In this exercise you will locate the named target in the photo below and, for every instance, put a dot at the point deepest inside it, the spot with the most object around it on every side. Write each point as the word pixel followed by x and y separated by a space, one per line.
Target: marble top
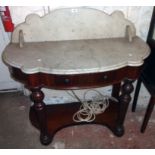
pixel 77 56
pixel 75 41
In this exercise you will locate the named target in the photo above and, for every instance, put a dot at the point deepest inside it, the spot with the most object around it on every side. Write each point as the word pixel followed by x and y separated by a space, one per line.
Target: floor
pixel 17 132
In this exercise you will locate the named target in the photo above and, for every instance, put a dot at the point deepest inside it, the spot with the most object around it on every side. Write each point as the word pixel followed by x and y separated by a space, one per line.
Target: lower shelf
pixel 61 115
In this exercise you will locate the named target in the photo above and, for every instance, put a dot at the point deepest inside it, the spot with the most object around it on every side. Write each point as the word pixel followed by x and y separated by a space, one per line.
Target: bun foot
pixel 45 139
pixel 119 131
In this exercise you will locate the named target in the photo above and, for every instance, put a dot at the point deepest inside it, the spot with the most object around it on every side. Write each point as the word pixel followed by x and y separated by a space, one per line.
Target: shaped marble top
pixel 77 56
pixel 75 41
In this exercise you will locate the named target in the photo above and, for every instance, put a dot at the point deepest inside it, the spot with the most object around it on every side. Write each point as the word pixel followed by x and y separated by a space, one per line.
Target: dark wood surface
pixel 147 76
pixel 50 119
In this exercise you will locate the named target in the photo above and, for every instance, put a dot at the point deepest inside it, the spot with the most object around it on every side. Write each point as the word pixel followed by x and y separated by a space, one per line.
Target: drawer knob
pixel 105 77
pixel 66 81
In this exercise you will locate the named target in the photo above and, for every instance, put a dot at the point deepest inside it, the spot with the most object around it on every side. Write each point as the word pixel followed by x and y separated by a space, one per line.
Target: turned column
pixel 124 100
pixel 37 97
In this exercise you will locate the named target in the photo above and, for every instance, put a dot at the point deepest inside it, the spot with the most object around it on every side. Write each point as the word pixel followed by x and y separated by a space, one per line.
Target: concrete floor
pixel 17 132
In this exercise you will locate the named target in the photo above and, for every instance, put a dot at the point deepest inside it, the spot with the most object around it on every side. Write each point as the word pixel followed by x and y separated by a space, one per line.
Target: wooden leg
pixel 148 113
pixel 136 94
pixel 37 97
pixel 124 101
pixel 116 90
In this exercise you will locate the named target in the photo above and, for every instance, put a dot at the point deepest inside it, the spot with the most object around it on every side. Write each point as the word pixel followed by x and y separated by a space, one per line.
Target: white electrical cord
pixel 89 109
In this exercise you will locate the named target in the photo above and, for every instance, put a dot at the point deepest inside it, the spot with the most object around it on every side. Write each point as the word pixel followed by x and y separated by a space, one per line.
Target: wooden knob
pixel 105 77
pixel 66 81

• • • • •

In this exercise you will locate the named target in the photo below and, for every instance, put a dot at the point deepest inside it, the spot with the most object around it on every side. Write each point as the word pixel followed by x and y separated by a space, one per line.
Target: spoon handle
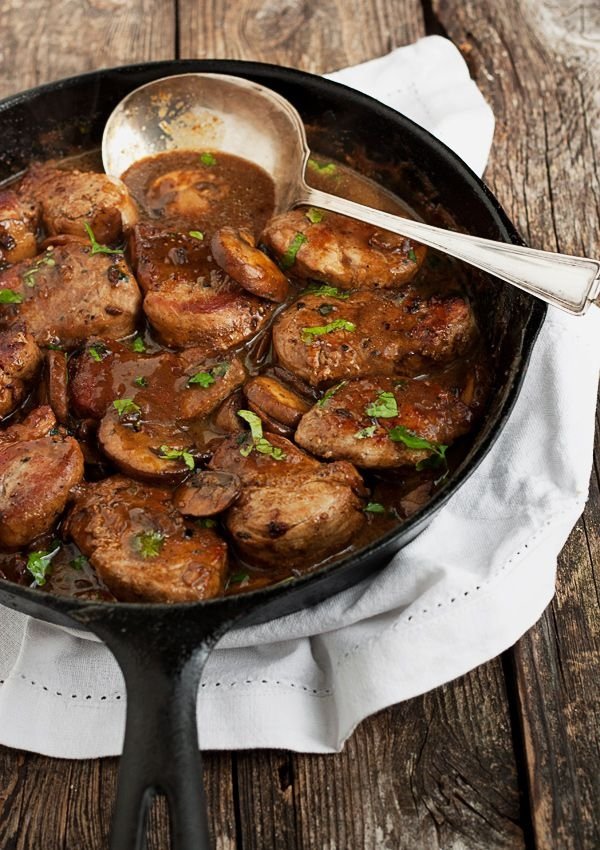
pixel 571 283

• • • • •

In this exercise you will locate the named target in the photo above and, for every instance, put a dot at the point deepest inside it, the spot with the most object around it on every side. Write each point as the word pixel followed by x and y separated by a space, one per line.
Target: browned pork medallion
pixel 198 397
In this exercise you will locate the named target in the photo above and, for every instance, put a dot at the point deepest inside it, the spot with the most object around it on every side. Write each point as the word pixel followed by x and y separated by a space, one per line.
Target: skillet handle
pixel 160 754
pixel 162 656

• • • • •

Find each line in the material above that contains the word "wooden" and copy those lines.

▶ _RESPONSE BELOW_
Target: wooden leg
Target: wooden knob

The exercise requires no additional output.